Exercise prompt
Please count the lines in the data below that contain the string "track" and give only the number.
+++ Material shown +++
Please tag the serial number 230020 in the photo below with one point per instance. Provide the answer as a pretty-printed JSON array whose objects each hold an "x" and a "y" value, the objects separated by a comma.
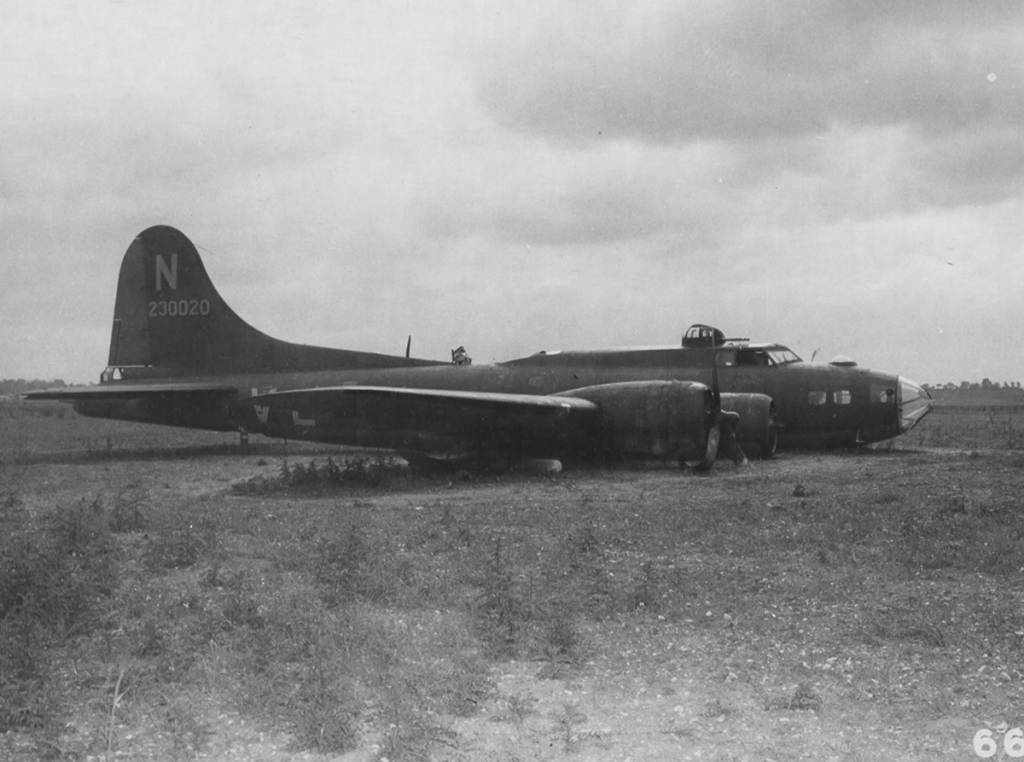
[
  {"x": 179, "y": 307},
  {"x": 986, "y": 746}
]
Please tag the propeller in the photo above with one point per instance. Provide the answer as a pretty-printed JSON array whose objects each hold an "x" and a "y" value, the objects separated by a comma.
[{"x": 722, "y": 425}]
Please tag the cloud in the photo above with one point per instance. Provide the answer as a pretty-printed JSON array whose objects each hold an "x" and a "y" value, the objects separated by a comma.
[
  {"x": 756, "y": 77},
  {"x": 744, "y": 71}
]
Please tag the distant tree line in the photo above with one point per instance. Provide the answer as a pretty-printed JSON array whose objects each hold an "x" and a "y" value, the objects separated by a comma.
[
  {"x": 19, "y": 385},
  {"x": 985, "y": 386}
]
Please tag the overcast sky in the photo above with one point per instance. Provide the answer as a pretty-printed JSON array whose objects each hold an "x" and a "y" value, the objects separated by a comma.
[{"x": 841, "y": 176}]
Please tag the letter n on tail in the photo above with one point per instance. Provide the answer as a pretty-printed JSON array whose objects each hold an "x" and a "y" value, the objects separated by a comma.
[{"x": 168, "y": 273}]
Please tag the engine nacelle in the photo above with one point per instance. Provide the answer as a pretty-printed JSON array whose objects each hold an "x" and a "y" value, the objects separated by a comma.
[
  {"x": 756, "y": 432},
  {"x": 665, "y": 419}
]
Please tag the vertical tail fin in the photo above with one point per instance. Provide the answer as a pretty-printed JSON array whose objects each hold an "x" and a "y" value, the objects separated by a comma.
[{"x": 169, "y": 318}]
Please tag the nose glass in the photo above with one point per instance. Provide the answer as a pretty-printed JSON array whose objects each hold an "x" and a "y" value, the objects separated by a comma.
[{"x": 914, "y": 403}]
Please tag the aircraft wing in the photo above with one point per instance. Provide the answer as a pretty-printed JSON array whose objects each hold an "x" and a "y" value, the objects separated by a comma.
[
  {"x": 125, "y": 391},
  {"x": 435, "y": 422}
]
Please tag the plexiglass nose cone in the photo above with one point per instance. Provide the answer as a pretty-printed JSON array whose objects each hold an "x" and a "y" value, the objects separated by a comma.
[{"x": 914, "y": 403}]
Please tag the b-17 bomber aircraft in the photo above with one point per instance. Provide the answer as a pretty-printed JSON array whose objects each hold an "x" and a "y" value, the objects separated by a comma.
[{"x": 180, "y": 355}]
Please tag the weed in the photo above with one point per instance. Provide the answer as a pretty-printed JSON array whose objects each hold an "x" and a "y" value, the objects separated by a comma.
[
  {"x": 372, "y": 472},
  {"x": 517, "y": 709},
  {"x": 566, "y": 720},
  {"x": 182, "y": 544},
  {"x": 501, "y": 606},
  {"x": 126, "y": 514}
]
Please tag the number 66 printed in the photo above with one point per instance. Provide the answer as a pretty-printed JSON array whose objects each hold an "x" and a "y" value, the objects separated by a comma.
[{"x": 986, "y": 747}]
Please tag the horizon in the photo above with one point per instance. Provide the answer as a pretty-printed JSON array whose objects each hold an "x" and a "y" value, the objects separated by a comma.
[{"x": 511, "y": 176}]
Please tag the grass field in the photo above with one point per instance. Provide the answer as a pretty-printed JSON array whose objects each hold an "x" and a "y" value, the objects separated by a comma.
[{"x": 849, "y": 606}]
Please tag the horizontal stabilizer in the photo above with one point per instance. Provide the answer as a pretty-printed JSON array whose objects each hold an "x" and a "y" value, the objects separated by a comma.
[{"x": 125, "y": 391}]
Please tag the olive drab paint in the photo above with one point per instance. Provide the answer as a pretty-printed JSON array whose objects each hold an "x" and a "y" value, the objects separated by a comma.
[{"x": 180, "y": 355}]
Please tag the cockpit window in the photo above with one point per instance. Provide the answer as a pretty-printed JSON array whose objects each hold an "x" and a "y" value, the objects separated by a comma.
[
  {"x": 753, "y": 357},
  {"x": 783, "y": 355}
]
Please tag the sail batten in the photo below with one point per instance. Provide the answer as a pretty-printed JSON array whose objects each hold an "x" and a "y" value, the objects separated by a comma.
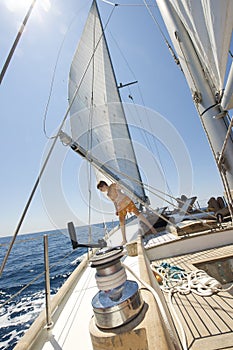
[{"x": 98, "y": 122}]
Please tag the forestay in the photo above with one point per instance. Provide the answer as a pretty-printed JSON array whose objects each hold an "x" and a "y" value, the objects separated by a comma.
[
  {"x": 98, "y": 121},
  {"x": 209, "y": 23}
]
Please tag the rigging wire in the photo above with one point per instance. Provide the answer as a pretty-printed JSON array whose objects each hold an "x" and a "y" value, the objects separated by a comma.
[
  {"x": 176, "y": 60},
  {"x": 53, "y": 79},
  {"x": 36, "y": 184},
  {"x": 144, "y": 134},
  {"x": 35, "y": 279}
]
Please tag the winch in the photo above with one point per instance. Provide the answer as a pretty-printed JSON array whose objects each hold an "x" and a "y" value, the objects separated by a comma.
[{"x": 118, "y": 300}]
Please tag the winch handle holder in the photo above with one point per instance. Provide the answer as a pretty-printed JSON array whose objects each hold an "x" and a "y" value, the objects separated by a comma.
+++
+++ Material shown +++
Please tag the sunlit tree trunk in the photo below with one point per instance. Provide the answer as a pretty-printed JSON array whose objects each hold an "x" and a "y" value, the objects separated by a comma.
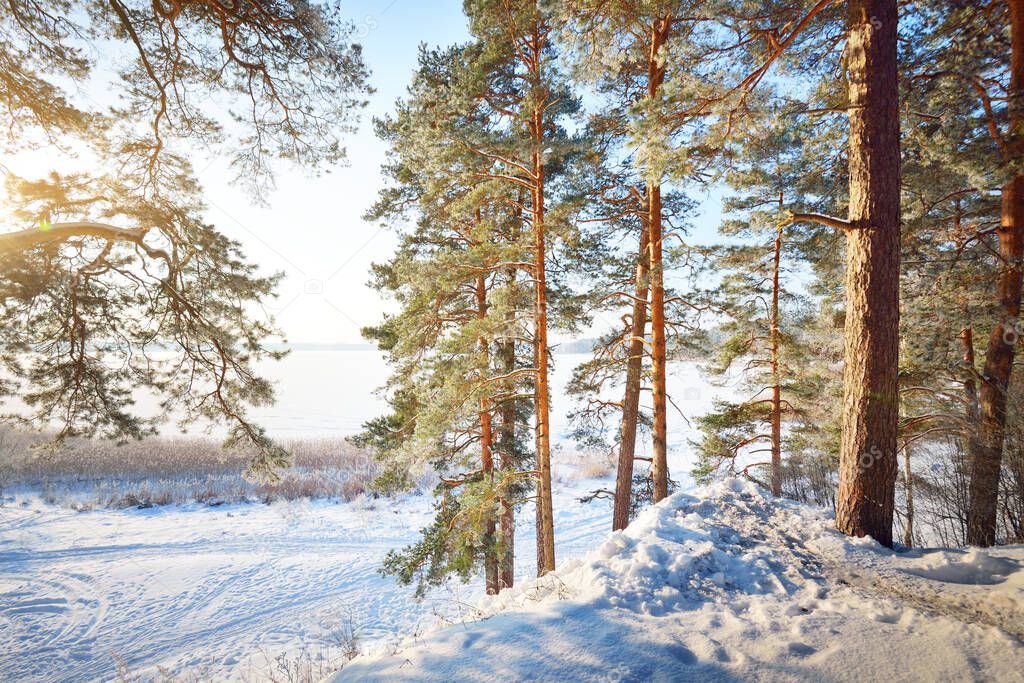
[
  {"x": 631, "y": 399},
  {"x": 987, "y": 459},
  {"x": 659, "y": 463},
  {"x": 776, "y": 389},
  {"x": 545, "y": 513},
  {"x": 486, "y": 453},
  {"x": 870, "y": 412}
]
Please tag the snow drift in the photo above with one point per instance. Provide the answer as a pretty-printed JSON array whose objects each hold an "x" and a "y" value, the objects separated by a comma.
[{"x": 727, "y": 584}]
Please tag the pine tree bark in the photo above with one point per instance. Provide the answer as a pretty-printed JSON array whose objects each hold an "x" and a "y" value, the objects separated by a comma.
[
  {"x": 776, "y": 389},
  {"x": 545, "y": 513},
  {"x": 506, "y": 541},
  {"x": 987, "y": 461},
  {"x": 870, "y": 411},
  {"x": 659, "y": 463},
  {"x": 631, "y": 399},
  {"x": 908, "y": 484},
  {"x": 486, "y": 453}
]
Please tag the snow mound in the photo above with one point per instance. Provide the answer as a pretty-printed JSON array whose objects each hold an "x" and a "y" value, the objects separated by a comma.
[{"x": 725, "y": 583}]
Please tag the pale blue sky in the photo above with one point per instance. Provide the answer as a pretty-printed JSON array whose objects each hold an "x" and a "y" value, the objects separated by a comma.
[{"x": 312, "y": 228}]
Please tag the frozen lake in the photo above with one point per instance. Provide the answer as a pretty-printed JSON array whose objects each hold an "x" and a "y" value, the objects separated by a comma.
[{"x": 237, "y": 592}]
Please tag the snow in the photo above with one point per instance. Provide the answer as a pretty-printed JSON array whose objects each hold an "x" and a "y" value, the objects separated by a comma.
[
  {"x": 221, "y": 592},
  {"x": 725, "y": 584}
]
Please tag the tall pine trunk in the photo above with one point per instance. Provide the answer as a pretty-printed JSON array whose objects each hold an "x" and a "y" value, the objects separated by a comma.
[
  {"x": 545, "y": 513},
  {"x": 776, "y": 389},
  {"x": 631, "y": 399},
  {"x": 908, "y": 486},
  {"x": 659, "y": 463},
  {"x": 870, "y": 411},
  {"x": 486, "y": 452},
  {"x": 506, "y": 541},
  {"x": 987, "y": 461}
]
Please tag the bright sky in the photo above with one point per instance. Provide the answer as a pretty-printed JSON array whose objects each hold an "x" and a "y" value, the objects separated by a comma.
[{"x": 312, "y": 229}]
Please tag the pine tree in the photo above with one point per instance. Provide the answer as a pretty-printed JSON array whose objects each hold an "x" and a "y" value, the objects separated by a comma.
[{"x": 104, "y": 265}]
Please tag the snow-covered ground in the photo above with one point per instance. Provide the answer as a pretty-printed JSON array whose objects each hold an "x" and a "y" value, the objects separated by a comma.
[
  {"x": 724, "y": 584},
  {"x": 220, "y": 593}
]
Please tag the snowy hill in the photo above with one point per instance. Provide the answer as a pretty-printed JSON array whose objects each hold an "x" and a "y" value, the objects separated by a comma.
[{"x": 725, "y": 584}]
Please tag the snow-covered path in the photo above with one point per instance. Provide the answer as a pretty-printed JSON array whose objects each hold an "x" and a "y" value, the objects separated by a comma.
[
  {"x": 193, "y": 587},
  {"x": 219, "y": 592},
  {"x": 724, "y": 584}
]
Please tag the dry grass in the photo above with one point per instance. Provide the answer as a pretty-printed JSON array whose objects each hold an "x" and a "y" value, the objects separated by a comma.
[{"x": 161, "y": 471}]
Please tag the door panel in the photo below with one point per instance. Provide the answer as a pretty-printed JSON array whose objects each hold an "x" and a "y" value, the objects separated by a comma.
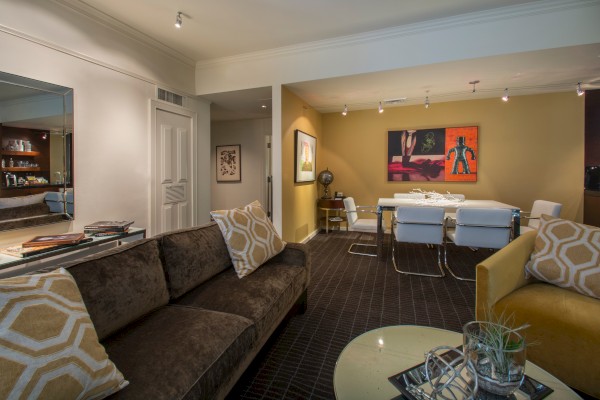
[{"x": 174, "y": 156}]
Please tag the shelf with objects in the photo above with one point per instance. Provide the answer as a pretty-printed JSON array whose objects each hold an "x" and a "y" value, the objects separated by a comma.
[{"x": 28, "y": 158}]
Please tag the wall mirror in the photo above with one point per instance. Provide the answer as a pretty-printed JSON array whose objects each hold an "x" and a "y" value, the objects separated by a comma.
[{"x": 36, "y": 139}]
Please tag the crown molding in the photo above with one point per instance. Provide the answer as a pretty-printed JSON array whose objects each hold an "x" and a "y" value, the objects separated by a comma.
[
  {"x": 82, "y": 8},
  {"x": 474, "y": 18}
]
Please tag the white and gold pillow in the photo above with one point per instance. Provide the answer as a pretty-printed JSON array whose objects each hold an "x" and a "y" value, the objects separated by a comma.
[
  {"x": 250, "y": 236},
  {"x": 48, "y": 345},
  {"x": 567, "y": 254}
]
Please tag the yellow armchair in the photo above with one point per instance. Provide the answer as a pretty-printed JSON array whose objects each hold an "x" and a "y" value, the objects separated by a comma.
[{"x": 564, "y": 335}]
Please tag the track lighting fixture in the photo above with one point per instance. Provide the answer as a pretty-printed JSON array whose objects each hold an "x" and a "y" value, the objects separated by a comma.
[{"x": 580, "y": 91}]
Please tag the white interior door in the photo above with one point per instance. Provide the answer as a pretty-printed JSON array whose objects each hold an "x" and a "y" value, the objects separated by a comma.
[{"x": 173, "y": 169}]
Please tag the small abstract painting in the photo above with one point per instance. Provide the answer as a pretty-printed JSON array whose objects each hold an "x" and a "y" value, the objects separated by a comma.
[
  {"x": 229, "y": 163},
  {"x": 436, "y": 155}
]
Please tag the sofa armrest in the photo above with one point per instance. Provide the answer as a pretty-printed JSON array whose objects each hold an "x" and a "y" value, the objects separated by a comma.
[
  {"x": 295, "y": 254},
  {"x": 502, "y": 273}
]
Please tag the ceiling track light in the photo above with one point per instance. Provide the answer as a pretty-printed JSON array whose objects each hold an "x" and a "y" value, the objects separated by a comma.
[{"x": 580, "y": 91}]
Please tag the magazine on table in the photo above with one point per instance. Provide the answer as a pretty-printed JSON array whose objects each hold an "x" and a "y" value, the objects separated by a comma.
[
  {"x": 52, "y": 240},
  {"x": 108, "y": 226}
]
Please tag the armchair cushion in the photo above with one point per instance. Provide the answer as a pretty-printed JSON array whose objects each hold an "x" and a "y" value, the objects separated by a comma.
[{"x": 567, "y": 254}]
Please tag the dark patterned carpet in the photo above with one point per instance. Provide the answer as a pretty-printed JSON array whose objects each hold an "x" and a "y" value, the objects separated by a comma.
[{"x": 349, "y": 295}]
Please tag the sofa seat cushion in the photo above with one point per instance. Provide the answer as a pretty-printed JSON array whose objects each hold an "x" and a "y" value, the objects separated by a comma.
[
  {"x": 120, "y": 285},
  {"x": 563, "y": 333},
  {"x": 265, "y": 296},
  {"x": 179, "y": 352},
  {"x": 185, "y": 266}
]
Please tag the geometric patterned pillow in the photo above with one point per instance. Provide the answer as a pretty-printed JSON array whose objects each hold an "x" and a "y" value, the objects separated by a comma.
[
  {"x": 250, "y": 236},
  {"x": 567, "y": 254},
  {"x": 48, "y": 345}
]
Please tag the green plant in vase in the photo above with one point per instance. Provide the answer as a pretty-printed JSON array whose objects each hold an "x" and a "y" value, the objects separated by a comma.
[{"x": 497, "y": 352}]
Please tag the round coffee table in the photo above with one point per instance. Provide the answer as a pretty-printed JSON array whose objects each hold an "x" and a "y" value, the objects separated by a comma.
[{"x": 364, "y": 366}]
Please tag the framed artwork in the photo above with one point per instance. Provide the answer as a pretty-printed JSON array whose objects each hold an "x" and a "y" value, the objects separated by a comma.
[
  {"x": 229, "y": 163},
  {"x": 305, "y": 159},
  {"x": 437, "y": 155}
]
+++
Reply to the task
2